>> start EXERCISE INPUT

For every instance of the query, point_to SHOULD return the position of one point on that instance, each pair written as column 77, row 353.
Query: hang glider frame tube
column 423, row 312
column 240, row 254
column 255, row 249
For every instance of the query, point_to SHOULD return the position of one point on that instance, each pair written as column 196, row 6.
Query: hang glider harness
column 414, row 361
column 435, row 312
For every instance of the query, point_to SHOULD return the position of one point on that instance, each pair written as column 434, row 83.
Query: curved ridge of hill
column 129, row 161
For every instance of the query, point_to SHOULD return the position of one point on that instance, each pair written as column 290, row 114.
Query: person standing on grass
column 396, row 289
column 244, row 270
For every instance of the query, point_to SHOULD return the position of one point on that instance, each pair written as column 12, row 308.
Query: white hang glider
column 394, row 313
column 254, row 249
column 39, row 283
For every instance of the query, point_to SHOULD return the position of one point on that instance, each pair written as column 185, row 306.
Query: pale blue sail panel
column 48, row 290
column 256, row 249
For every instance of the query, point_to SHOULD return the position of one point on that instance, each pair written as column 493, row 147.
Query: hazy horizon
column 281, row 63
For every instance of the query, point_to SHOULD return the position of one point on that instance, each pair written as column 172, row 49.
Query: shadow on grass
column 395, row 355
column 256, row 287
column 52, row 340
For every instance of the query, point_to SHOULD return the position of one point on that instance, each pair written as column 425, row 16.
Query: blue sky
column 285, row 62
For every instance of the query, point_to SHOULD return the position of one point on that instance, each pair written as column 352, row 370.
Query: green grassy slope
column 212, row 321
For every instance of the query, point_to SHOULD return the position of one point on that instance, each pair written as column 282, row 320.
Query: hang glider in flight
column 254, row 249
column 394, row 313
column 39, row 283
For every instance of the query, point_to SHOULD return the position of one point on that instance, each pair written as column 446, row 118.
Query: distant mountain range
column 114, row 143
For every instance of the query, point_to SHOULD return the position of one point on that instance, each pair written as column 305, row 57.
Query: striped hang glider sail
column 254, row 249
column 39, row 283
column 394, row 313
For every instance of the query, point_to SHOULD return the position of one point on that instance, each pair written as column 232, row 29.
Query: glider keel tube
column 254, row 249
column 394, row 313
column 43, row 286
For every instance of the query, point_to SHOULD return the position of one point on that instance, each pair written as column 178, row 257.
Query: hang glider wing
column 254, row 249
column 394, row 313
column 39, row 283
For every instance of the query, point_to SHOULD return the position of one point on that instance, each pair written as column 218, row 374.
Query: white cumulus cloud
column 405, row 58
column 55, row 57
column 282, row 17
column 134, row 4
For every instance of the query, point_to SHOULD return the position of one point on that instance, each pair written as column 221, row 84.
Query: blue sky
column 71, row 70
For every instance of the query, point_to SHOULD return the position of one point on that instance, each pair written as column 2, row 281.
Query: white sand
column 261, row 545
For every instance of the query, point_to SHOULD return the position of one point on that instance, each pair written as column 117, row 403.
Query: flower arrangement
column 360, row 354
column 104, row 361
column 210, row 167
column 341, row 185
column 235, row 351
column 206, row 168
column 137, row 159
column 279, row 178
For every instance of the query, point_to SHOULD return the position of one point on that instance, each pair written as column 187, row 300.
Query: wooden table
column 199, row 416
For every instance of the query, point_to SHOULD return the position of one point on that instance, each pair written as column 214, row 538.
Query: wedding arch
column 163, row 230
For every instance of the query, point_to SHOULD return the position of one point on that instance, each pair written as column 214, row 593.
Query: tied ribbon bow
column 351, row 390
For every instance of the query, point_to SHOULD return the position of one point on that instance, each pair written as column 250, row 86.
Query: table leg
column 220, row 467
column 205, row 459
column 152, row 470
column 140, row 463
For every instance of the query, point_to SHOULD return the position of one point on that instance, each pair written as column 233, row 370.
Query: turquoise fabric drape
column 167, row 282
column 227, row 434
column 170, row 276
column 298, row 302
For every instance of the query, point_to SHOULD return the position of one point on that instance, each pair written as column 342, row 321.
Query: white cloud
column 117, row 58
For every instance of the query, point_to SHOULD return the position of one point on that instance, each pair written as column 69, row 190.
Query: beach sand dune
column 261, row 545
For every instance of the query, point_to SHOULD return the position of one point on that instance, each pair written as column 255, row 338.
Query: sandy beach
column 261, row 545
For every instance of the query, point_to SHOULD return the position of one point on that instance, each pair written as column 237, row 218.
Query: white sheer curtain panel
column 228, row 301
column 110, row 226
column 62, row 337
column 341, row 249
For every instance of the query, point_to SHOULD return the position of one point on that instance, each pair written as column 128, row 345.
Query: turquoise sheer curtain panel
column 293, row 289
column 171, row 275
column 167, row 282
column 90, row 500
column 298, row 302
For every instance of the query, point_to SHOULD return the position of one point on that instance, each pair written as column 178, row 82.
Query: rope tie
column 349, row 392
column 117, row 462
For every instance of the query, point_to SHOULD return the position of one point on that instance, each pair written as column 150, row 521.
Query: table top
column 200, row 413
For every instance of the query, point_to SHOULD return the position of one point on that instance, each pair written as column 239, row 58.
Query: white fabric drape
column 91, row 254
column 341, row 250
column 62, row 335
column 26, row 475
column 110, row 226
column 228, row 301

>> end EXERCISE INPUT

Rewrite every line of the records above as a numbered list, leaving out any blank lines.

1. For every instance of the query, point_to SHOULD return the position of one point on that instance, each pair written as column 77, row 353.
2. Query: hang glider frame tube
3. column 423, row 312
4. column 240, row 254
5. column 255, row 249
6. For every instance of the query, point_to SHOULD return the position of one point on that instance, each pair written as column 196, row 6.
7. Query: hang glider harness
8. column 414, row 361
9. column 435, row 312
10. For every instance of the query, point_to SHOULD return the position of one point on that instance, each pair written as column 434, row 83.
11. Query: curved ridge of hill
12. column 129, row 161
13. For every instance of the query, point_to SHOULD return the position of one point on that instance, each pair written as column 290, row 114.
14. Query: person standing on grass
15. column 396, row 289
16. column 244, row 270
17. For every instance of the query, point_to SHOULD return the position of one point on that instance, each pair written as column 12, row 308.
18. Query: white hang glider
19. column 394, row 313
20. column 254, row 249
21. column 39, row 283
22. For every instance of the query, point_to SHOULD return the position of one point on that instance, each pair written as column 185, row 306.
23. Query: pale blue sail panel
24. column 48, row 290
25. column 256, row 249
26. For every instance of the query, point_to SHOULD return the position of one point on that instance, each pair written as column 493, row 147.
27. Query: hazy horizon
28. column 281, row 63
29. For every instance of the query, point_to SHOULD return the position of one point on that instance, each pair written as column 172, row 49.
30. Query: shadow on grass
31. column 395, row 355
32. column 256, row 287
33. column 52, row 340
34. For every instance of the query, point_to SHOULD return the position of one point on that instance, each pair written as column 425, row 16.
35. Query: blue sky
36. column 285, row 62
37. For every instance of the query, point_to SHOULD return the position of one point on that instance, each pair written as column 352, row 370.
38. Query: green grassy slope
39. column 212, row 321
40. For every instance of the query, point_to SHOULD return the position of one point on that instance, each pair written as column 282, row 320.
41. Query: hang glider in flight
42. column 254, row 249
43. column 394, row 313
44. column 39, row 283
45. For every instance of the query, point_to SHOULD return the position of one point on that instance, each pair written as column 446, row 118.
46. Query: distant mountain range
47. column 114, row 143
48. For every instance of the query, point_to SHOULD return the position of one point on that instance, each pair written as column 305, row 57.
49. Query: striped hang glider sail
50. column 254, row 249
51. column 39, row 283
52. column 394, row 313
53. For every instance of the query, point_to SHOULD return the position of one point on that instance, each pair written as column 232, row 29.
54. Query: glider keel tube
55. column 254, row 249
56. column 394, row 313
57. column 43, row 286
58. For every instance of the query, point_to SHOULD return the position of one point on that instance, each pair written as column 178, row 257.
59. Query: hang glider wing
60. column 254, row 249
61. column 394, row 313
62. column 39, row 283
63. For every instance of the query, point_to SHOULD return the position of one point on that instance, each pair written as column 218, row 374.
64. Query: white cumulus cloud
65. column 405, row 58
66. column 55, row 57
67. column 282, row 17
68. column 134, row 4
69. For every instance of the query, point_to SHOULD return the position of one point on that instance, each pair written as column 221, row 84.
70. Query: blue sky
71. column 71, row 70
72. For every instance of the query, point_to SHOULD return the position of one point on that instance, each pair written as column 2, row 281.
73. Query: white sand
74. column 261, row 545
75. For every instance of the query, point_to SHOULD return the position of one point on that instance, each pair written as column 117, row 403.
76. Query: flower arrangement
77. column 360, row 354
78. column 104, row 361
79. column 210, row 167
80. column 341, row 185
81. column 235, row 351
82. column 206, row 168
83. column 137, row 159
84. column 279, row 178
85. For every instance of the query, point_to SHOULD return the position of one point on that instance, each pair written as column 187, row 300.
86. Query: wooden table
87. column 199, row 416
88. For every instance of the query, point_to SHOULD return the position of one point on that instance, each pair written as column 214, row 538.
89. Query: wedding arch
90. column 163, row 230
91. For every instance of the query, point_to SHOULD return the position of one point on that instance, each pair written as column 214, row 593.
92. Query: tied ribbon bow
93. column 351, row 390
94. For every instance of the query, point_to SHOULD return the position of one point on that instance, each pair written as column 250, row 86.
95. Query: table leg
96. column 220, row 467
97. column 205, row 459
98. column 152, row 470
99. column 140, row 463
100. For every instance of the query, point_to SHOULD return the position of one point on that instance, each pair written as column 233, row 370.
101. Query: turquoise fabric drape
102. column 167, row 282
103. column 227, row 434
104. column 170, row 276
105. column 298, row 302
106. For every instance of the query, point_to SHOULD return the position of one point on that instance, each pair written as column 342, row 321.
107. Query: white cloud
108. column 117, row 58
109. For every instance of the query, point_to SHOULD return the position of one point on that instance, each pair written as column 69, row 190.
110. Query: beach sand dune
111. column 261, row 545
112. For every instance of the query, point_to SHOULD return the position of one point on that instance, each pair written as column 255, row 338.
113. Query: sandy beach
114. column 261, row 545
115. For every instance of the query, point_to SHOULD return the position of one point on that instance, each pair written as column 237, row 218.
116. Query: white sheer curtain panel
117. column 228, row 301
118. column 110, row 226
119. column 62, row 337
120. column 341, row 249
121. For every instance of the query, point_to SHOULD return the position of one point on that instance, each pair written as column 128, row 345.
122. Query: turquoise sheer curtain panel
123. column 293, row 289
124. column 171, row 275
125. column 167, row 282
126. column 90, row 500
127. column 298, row 302
128. For every instance of the query, point_to SHOULD return the position of one point on that instance, each pair written as column 178, row 82.
129. Query: rope tie
130. column 349, row 392
131. column 117, row 462
132. For every instance of the query, point_to SHOULD return the position of one point on that instance, each pair written as column 150, row 521.
133. Query: table top
134. column 200, row 413
135. For every instance of the query, point_to SHOULD return the position of one point on that instance, each pair written as column 239, row 58.
136. Query: white fabric drape
137. column 91, row 254
138. column 341, row 250
139. column 62, row 335
140. column 26, row 475
141. column 110, row 226
142. column 228, row 301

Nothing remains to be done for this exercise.